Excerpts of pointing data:
────────────────────
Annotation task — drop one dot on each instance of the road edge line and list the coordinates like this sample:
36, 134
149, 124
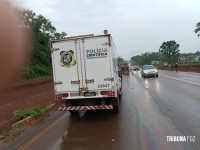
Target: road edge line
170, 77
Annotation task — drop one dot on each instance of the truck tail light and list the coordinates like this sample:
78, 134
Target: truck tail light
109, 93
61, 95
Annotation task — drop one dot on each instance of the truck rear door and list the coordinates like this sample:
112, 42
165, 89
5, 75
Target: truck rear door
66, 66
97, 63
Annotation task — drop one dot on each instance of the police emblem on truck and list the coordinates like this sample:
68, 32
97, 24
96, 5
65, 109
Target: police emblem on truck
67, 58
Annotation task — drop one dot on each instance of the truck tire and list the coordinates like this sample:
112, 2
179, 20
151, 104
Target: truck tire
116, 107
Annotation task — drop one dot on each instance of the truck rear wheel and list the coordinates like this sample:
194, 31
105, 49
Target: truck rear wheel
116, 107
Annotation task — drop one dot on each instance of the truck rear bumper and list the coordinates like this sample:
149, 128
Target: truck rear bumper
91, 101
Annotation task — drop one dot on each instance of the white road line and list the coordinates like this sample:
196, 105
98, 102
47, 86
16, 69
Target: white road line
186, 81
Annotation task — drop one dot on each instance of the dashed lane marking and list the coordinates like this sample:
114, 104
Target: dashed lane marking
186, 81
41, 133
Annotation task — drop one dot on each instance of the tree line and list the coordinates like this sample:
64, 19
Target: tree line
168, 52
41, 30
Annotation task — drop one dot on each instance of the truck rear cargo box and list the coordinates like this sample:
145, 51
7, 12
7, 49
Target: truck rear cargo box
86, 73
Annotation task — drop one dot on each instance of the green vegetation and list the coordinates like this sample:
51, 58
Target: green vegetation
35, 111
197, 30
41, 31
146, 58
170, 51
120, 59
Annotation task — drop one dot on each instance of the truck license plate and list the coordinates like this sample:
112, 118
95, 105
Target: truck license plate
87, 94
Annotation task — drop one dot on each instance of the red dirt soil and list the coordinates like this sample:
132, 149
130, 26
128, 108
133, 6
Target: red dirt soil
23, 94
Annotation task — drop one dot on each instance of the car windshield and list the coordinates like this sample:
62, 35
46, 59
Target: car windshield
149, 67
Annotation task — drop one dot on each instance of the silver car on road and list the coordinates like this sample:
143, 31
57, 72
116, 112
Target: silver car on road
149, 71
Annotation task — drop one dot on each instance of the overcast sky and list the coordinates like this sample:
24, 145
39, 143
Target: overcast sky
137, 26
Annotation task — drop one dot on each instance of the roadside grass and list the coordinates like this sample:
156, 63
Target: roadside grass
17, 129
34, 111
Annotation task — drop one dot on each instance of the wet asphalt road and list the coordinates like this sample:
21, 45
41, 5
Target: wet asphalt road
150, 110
────────────────────
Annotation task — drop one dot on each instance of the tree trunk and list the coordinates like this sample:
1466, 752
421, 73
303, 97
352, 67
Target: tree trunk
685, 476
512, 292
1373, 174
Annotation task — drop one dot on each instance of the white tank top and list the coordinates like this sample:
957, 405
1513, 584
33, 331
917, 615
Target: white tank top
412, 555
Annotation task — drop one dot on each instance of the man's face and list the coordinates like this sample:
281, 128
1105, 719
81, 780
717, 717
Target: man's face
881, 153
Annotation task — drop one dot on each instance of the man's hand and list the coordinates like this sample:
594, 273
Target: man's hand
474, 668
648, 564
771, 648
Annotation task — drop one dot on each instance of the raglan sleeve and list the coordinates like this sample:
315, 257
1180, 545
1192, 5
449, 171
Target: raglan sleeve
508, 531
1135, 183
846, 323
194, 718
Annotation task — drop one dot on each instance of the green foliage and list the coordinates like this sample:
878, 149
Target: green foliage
────────────────────
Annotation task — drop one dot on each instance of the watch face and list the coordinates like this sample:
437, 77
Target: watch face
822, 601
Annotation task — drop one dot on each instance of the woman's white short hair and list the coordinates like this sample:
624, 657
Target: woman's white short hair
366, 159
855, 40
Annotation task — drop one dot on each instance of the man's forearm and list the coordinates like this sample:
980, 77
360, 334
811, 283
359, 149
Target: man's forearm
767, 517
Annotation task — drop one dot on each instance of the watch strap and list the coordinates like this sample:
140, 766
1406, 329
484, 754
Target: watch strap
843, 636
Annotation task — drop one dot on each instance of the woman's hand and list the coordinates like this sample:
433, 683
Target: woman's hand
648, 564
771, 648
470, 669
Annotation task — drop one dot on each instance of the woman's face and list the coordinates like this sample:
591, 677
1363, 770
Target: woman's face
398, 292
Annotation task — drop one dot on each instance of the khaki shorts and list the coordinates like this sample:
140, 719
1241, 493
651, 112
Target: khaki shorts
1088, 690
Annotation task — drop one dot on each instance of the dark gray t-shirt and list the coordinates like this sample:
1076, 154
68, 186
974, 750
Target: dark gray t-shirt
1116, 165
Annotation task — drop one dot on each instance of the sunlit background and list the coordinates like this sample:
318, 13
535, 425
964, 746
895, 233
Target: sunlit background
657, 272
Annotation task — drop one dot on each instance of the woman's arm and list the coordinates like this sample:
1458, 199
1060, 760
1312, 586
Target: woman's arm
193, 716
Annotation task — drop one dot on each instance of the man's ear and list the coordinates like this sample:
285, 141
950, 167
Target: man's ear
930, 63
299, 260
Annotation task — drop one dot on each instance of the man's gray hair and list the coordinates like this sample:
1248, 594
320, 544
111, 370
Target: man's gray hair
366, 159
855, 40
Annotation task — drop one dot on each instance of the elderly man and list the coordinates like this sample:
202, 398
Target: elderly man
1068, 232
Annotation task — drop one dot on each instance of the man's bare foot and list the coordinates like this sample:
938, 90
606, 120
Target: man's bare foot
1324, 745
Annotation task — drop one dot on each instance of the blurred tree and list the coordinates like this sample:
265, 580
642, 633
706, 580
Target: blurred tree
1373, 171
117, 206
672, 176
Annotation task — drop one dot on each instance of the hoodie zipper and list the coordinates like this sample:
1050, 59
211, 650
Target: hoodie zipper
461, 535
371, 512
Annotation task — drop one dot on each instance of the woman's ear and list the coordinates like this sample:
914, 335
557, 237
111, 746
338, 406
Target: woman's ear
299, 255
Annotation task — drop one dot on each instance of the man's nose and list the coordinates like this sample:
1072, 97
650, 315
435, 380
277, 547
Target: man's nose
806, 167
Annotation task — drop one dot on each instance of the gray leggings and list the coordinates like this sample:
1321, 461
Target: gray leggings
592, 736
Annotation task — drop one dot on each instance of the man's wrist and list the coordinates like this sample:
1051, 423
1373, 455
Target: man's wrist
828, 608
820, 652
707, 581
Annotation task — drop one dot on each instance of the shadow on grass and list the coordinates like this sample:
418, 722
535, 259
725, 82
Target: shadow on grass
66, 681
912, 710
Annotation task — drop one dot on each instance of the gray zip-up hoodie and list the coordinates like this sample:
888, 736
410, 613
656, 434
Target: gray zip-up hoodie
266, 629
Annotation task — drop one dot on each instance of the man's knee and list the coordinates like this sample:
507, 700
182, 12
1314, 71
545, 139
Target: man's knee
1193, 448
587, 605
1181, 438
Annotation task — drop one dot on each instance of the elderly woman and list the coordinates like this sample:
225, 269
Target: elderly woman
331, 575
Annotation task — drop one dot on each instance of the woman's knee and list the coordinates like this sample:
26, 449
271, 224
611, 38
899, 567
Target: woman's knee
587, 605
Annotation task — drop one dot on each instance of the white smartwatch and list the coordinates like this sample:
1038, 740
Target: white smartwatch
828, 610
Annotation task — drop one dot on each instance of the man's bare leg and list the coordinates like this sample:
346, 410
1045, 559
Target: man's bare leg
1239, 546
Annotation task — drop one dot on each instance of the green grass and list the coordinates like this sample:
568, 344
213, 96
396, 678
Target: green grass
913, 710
────────────────────
**What the task requires:**
State how many lines of the material above contain the string "dashed", giving only the number.

**Task result:**
2